§ **YOUR GOAL**
Write the listing below out again in full, dropping its pictures.

§ **TASK INPUTS**
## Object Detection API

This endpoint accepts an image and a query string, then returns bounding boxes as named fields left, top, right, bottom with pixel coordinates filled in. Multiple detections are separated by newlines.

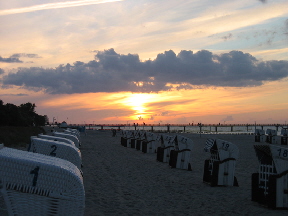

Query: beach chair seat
left=38, top=134, right=75, bottom=147
left=255, top=129, right=265, bottom=142
left=280, top=129, right=287, bottom=145
left=28, top=137, right=82, bottom=171
left=169, top=135, right=193, bottom=170
left=0, top=144, right=85, bottom=216
left=265, top=129, right=277, bottom=144
left=53, top=132, right=80, bottom=148
left=156, top=135, right=176, bottom=163
left=203, top=139, right=239, bottom=186
left=142, top=132, right=157, bottom=153
left=252, top=144, right=288, bottom=209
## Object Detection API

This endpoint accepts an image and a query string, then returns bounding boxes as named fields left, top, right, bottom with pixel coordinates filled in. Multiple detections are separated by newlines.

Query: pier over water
left=67, top=123, right=288, bottom=134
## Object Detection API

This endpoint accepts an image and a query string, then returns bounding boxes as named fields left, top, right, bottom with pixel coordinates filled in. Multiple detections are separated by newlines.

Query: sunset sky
left=1, top=0, right=288, bottom=125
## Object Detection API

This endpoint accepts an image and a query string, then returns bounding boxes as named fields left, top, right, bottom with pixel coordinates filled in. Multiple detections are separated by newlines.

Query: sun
left=124, top=93, right=154, bottom=119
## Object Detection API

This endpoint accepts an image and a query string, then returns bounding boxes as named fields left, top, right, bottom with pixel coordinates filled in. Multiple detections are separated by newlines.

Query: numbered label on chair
left=50, top=145, right=57, bottom=156
left=30, top=166, right=40, bottom=186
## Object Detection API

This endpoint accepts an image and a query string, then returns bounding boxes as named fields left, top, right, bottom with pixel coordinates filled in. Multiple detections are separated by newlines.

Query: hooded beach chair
left=255, top=129, right=265, bottom=142
left=142, top=132, right=157, bottom=153
left=252, top=144, right=288, bottom=209
left=28, top=137, right=82, bottom=171
left=0, top=144, right=85, bottom=216
left=38, top=134, right=75, bottom=147
left=135, top=131, right=146, bottom=151
left=156, top=135, right=176, bottom=163
left=265, top=129, right=277, bottom=144
left=53, top=132, right=80, bottom=148
left=280, top=129, right=287, bottom=145
left=169, top=135, right=193, bottom=170
left=203, top=139, right=239, bottom=186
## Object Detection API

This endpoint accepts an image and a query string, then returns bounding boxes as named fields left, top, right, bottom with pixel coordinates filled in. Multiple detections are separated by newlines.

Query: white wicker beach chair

§ **ANSWER BELOW**
## Object Detection API

This endpoint accepts an image and a query string, then returns bounding boxes as named fields left, top, right, bottom with pixel coordinates filled in. Multiple detections are separated by newlines.


Query: beach chair seat
left=38, top=134, right=75, bottom=147
left=255, top=129, right=265, bottom=142
left=280, top=129, right=287, bottom=145
left=28, top=137, right=82, bottom=171
left=169, top=135, right=193, bottom=170
left=0, top=144, right=85, bottom=216
left=265, top=129, right=277, bottom=144
left=53, top=132, right=80, bottom=148
left=156, top=135, right=176, bottom=163
left=203, top=139, right=239, bottom=186
left=142, top=132, right=157, bottom=153
left=252, top=144, right=288, bottom=209
## Object Detection API

This endpoint accepts an image and a query string, then returns bounding boxes as named fields left, top, right, bottom with pixel coordinates filled in. Multiple detections are separated by newlines.

Query: pier over water
left=67, top=123, right=288, bottom=134
## Object Detection API

This endpoint accepts an image and a query string, then returns bounding boxes as named fields left, top, right, bottom with pixel coordinates filled in. Multiple detections are separated by newlines.

Query: sunset sky
left=1, top=0, right=288, bottom=125
## Object Detection API

This endpoint accepts an image and a query string, then returns bounding boxes as named fields left, top, right, bottom with pixel coordinates filled in. Multiple detections are separated by newlines.

Query: sun
left=124, top=93, right=154, bottom=119
## Object Detection API

This endpoint accepts an image and a query string, then returns bounding boxes as named fields left, top, right, bottom with pixel coordinates filled in. Multiple detections are separated by newlines.

Query: numbered label on chair
left=50, top=145, right=57, bottom=156
left=30, top=166, right=40, bottom=186
## Object Detection API

This endpoint accepts an image and a query string, then returns bounding boxes as named fields left, top, right, bottom with pixel coordinates filled in. Multiple detections are separated by newlines.

Query: hooded beach chair
left=255, top=129, right=265, bottom=142
left=142, top=132, right=157, bottom=153
left=252, top=144, right=288, bottom=209
left=28, top=137, right=82, bottom=171
left=0, top=144, right=85, bottom=216
left=38, top=134, right=75, bottom=147
left=135, top=131, right=146, bottom=151
left=156, top=135, right=176, bottom=163
left=265, top=129, right=277, bottom=144
left=53, top=132, right=80, bottom=148
left=280, top=129, right=287, bottom=145
left=169, top=135, right=193, bottom=170
left=203, top=139, right=239, bottom=186
## Object Detection API

This endpoint accepts an image and a query string, then returns bounding boxes as named fields left, top, right, bottom with pixel coordinates filled in. Multiple detections are separated by newlines.

Query: white wicker beach chair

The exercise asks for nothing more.